Last night's debate -- and the reactions today -- are all about Joe. Vice President Joe Biden showed that he loves the thrill of the fight. President Obama was criticized last week for seeming less than enthusiastic; nobody will level that charge against Biden. He was energized, passionate and unafraid. His interruptions may make headlines, but it's important to remember why he was interrupting -- he was calling out Ryan on his "stuff," his "malarkey" in a way the GOP needs to be called out.
It was a night about Biden and he accomplished his goal -- showing that the Obama Administration is serious and committed to their vision for America. The response to Paul Ryan tended to focus on why he didn't belong on that stage. As critics teased, he looked like a student body president debating a principal, a son's college friend getting dressed down by his friend's father at the dinner table or, as Bill Maher put it, a child getting beaten up by an old man right there on national television.
Yet, it's important to remember why Ryan does belong on that stage. He may be young, he may be a lightweight, and he may have an arm's-length relationship with the truth, but he also is the policy leader of the Republican Party.
Unlike Palin, Ryan wasn't unknown, and wasn't chosen to be a surprise game-change move. He was chosen because he'd already done far more to lead his party's national policies than the man he'd be running aside. For two years in a row, since he came into a leadership position in the House majority, the "Ryan Budget" was the blueprint for the GOP: cut social services, turn successful defined-benefit programs into risky vouchers, slash taxes for the wealthiest Americans and double-down on trickle-down. It was a disastrous plan and the American people saw it for what it was. While DC pundits praised it as bold and honest and brave, Americans saw that it sought to gut Social Security, Medicare and Medicaid. One pundit got it right when he slammed it as "right-wing social engineering."
That critic was former House Speaker Newt Gingrich.
Ryan isn't an empty vessel the way Mitt Romney is; he's a full-on right-wing crusader. And the Republican House Caucus has followed him off the cliff of sanity two years in a row, enthusiastically supporting his plan…in part because they are in the pocket of the super-rich behind these schemes, and in part because they don't have any other plan to follow.
Romney didn't choose a bland counterpart. In a truly bold move, he chose someone more loved and respected in his own party circles that he is. But he also inherited all the baggage.
When Ryan was pressed for budget details to reduce the defect last night, he couldn't offer any. After years of detailing what he'd cut, he now finds himself speechless. He's resorting to distortions about Obamacare and Medicare, because his own plan for senior healthcare -- which has been well-detailed -- is so unpopular. In a national debate, when Ryan can't be as "severely conservative" as he'd like, he comes up as an empty suit…with little more to say than Clint Eastwood's empty chair.
It will be easy to mock his performance last night or to focus instead of Biden -- who with a series of laughs played his role of happy warrior. But let's remember that Ryan was weak not only because he was backing away from a Biden onslaught, but because he was backing away from his own ideas. And these ideas which are too poisonous for primetime are the central tenets of the Tea Party Republicans, are positions that Romney signaled to the right-wing he would embrace by choosing his running mate, and will make up a dangerous core to any Romney/Ryan policies.
VP debates may not move the needle and this debate will be forgotten. But Ryan's true policy ideas live on in the Romney campaign and GOP. Even after we stop debating about the strategy behind Joe's smile, let's keep talking about what Paul is hiding behind his own.

•••

What is needed
According to the debate commentary, who called the Ryan Budget "right-wing social engineering"? The rows that come next are separate material with no connection to the debate commentary.

•••

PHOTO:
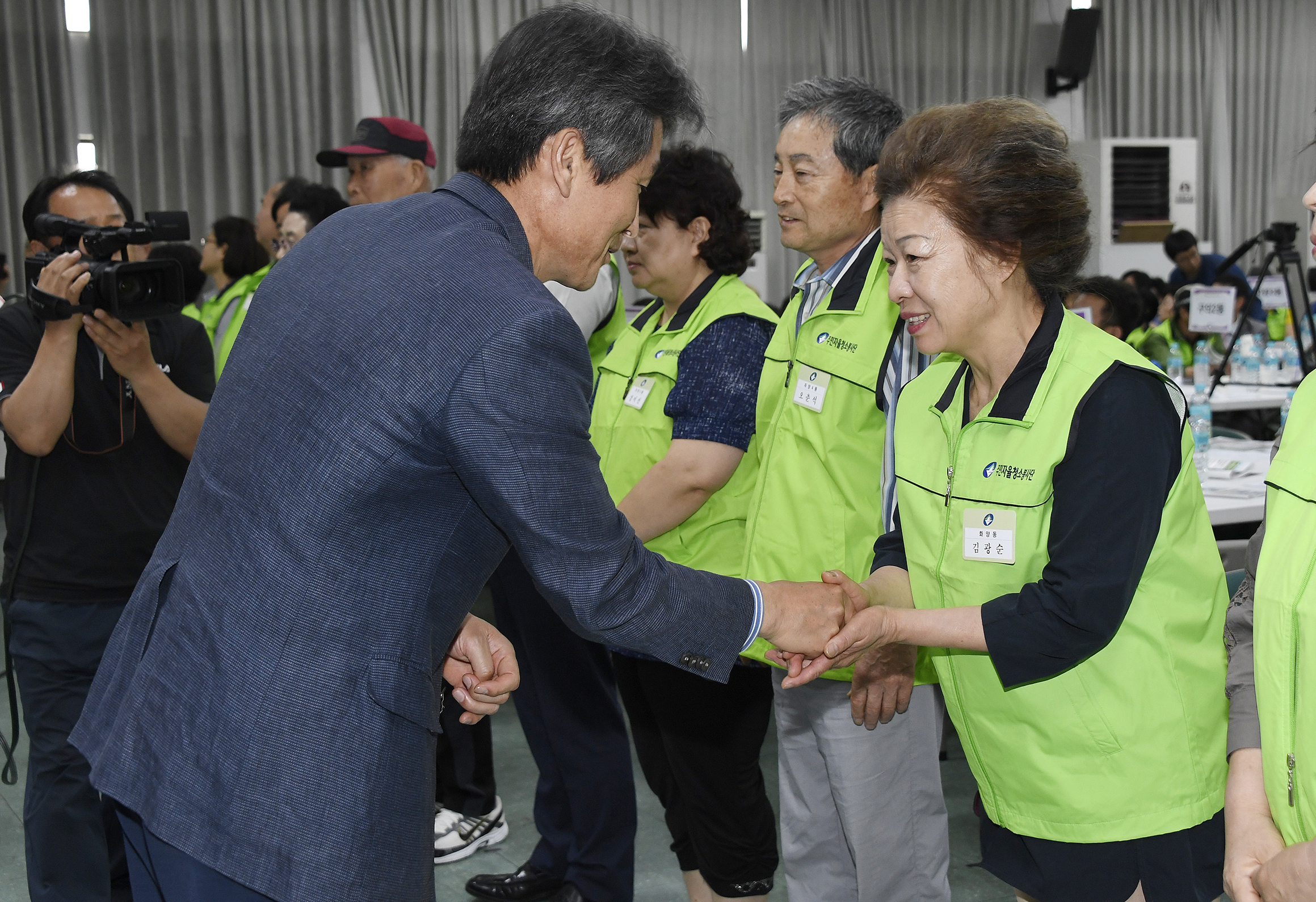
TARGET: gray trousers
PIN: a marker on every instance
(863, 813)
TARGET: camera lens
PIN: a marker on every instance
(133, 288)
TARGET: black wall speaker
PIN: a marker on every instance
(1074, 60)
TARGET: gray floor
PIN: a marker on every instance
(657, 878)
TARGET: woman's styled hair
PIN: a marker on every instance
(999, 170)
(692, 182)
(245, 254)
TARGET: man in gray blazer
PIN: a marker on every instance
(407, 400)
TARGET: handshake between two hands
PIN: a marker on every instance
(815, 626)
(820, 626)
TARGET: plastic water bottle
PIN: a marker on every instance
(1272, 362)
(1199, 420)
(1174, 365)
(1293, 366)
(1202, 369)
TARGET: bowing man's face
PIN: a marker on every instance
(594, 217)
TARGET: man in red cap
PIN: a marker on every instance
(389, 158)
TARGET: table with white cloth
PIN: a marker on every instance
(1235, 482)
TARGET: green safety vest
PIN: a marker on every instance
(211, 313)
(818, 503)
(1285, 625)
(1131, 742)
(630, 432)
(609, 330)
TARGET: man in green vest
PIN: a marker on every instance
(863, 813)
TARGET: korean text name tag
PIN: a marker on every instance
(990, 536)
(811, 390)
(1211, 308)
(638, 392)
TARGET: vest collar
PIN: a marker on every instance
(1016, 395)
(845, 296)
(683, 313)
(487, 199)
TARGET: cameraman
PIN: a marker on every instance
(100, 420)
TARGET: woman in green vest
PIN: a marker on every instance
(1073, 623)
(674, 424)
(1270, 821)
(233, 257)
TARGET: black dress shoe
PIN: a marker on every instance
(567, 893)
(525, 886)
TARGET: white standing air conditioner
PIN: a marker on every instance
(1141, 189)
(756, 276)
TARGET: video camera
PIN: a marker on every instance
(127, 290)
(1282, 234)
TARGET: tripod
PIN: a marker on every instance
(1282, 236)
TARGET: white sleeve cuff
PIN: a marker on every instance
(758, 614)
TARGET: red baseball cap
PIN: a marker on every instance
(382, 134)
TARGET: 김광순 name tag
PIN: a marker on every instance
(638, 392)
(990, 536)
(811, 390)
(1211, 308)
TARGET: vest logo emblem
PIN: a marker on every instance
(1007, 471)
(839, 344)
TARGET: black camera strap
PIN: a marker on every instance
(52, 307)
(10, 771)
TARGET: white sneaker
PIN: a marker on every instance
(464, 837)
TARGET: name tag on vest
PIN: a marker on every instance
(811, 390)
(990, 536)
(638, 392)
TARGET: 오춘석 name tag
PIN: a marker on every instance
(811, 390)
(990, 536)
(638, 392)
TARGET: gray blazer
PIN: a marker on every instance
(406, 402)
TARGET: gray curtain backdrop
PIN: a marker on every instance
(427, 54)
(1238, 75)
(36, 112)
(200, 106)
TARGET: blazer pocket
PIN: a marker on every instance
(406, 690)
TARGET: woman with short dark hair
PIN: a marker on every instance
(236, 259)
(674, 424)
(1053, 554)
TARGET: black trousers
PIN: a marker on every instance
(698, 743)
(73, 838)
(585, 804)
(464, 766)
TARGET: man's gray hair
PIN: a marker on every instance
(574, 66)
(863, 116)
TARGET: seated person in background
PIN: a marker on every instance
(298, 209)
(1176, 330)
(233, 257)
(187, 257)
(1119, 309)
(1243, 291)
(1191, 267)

•••

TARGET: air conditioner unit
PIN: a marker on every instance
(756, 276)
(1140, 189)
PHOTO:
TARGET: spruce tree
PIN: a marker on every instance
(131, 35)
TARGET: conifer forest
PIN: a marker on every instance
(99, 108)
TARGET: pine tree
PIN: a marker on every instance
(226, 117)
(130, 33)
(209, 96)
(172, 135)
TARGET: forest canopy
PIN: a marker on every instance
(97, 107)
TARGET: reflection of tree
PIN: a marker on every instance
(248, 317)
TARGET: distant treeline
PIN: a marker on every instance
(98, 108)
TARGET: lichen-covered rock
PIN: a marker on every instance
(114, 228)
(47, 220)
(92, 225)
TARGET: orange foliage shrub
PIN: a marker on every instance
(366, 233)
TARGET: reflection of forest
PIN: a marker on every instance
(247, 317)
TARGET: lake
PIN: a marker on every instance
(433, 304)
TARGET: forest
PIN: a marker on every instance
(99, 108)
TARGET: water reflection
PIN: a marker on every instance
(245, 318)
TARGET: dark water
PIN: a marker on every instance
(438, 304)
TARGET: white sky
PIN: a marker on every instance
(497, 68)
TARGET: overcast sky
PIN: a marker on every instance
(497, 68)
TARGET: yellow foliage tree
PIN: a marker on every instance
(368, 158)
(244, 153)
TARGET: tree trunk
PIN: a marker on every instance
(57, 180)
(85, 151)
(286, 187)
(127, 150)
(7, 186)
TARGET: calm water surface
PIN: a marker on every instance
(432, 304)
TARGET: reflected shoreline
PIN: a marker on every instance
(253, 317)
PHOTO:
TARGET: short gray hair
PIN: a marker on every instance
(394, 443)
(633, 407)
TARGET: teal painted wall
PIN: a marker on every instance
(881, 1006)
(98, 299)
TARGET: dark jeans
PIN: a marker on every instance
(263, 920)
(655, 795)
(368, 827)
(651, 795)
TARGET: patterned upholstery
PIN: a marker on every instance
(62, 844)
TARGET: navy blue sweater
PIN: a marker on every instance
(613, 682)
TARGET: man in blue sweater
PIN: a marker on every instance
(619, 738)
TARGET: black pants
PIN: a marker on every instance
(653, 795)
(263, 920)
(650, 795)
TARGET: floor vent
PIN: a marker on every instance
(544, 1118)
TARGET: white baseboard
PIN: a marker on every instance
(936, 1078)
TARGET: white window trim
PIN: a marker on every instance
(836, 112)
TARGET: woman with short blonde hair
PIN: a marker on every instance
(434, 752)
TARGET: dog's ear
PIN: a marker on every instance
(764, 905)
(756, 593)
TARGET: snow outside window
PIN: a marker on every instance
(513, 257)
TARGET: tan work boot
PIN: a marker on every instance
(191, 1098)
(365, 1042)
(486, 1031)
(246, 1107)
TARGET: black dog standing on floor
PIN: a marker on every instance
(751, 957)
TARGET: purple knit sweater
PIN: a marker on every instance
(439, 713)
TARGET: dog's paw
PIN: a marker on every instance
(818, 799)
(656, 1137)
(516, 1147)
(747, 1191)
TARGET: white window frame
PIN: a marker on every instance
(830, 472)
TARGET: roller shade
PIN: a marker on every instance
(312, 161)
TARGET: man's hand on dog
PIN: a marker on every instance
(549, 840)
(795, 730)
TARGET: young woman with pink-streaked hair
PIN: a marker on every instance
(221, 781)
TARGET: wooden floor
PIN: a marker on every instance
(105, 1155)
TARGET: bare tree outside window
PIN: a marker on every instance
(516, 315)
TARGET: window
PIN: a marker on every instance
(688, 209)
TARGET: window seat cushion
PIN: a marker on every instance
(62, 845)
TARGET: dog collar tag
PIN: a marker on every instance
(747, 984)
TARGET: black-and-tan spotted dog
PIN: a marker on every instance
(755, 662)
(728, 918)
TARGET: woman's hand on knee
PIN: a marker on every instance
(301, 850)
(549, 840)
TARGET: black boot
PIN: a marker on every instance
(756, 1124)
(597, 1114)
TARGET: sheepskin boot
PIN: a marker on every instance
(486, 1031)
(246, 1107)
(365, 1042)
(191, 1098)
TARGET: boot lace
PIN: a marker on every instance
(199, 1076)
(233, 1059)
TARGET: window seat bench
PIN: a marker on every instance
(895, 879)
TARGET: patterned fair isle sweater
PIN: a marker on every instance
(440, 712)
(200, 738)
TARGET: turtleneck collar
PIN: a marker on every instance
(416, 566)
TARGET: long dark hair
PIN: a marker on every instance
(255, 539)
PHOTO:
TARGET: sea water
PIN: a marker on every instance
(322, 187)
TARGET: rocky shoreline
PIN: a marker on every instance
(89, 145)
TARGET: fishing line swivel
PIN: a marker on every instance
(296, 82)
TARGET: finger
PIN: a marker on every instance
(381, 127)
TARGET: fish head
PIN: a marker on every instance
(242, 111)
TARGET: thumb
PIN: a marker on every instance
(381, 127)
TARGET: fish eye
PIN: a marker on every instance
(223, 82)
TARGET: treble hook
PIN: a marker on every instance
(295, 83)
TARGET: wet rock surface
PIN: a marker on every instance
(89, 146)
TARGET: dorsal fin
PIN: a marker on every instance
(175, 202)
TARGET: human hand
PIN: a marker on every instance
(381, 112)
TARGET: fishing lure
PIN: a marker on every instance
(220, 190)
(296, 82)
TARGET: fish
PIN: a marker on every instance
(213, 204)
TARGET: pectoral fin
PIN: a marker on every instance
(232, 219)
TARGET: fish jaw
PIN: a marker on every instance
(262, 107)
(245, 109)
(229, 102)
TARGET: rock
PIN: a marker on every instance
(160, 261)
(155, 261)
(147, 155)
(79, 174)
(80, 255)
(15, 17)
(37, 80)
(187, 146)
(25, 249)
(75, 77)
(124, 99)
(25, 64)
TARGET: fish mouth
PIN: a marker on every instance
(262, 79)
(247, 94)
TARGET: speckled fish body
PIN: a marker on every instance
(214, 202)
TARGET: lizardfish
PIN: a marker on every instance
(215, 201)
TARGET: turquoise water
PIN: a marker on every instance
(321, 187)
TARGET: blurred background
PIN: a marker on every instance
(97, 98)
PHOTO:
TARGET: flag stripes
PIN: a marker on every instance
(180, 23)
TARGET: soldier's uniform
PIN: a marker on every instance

•••

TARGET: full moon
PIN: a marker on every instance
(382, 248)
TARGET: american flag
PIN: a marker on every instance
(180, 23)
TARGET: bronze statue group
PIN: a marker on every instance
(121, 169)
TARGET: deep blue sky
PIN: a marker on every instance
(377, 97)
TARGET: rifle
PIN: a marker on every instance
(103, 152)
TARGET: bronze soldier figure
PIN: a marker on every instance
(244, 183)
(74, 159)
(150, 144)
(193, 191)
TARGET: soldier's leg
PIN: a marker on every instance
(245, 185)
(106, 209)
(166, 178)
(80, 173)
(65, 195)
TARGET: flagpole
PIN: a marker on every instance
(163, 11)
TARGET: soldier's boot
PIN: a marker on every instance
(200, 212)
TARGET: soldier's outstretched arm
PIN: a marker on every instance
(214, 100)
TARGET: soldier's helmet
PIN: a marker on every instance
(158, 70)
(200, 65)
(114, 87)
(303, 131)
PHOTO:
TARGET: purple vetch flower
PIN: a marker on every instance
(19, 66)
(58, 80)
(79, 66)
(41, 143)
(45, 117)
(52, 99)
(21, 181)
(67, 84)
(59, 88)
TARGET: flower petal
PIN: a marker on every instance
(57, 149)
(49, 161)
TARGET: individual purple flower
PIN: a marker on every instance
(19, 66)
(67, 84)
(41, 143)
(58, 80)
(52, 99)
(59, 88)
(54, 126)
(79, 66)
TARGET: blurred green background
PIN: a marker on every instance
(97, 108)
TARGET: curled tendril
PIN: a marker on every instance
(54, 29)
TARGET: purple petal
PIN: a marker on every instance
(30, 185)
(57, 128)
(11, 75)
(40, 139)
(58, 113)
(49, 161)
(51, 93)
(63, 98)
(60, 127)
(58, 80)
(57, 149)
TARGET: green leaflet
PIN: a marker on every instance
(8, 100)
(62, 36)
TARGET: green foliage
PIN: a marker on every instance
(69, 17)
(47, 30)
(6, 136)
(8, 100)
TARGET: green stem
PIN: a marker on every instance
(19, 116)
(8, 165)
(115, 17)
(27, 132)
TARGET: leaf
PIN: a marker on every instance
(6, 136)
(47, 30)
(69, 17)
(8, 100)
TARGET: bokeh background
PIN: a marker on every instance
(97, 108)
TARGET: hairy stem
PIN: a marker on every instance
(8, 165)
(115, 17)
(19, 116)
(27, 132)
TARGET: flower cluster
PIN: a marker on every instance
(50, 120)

•••

Task solution
Former House Speaker Newt Gingrich.